** start of Dataset **

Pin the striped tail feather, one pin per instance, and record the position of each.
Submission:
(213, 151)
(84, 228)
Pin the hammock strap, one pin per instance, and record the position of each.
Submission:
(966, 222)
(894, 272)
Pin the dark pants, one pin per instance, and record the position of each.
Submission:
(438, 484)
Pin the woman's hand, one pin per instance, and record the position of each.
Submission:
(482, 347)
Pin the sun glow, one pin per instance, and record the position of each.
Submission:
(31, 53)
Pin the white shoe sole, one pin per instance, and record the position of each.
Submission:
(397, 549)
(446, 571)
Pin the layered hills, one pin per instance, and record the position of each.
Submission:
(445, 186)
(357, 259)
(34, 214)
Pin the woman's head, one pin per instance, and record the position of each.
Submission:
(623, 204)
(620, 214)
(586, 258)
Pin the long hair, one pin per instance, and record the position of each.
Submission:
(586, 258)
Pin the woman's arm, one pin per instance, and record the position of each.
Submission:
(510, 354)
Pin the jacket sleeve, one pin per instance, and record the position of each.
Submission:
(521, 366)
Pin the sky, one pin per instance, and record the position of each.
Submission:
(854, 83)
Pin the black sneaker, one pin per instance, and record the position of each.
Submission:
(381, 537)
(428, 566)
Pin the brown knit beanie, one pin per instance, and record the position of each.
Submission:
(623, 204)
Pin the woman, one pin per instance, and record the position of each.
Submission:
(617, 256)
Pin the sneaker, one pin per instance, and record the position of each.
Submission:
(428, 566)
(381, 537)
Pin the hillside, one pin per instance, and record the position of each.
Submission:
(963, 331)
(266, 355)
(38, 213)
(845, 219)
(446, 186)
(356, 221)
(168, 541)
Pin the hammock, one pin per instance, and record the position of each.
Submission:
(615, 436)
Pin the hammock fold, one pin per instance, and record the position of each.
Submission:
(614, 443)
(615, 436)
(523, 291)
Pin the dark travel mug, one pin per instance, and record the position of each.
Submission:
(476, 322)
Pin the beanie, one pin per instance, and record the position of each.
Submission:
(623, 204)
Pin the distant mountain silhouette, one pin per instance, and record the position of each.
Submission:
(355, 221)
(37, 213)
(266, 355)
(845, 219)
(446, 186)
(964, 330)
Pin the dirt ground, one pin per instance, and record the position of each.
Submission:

** end of Dataset **

- **Required work**
From the line that contains "Pin the hillside, one" down to the last line of the listing above, repeat each line exactly, and include nothing else.

- **Task output**
Pin the hillside, one pin per instance, and record the position of each.
Submission:
(963, 331)
(266, 355)
(38, 213)
(845, 219)
(446, 186)
(356, 221)
(168, 541)
Pin the hammock, one pin per instance, and record the position of each.
Submission:
(615, 436)
Pin the hammock fold, one pin per instance, and record the position of each.
Submission:
(614, 443)
(615, 436)
(523, 291)
Pin the dark travel mug, one pin per instance, and record the position of each.
Submission:
(476, 322)
Pin the beanie, one pin per instance, and record the position of each.
Submission:
(623, 204)
Pin the distant mountain silhouette, one pin per instance, and record the position of each.
Submission:
(355, 221)
(37, 213)
(266, 355)
(845, 219)
(446, 186)
(964, 330)
Pin the dirt ground, one pin per instance, and record the position of each.
Submission:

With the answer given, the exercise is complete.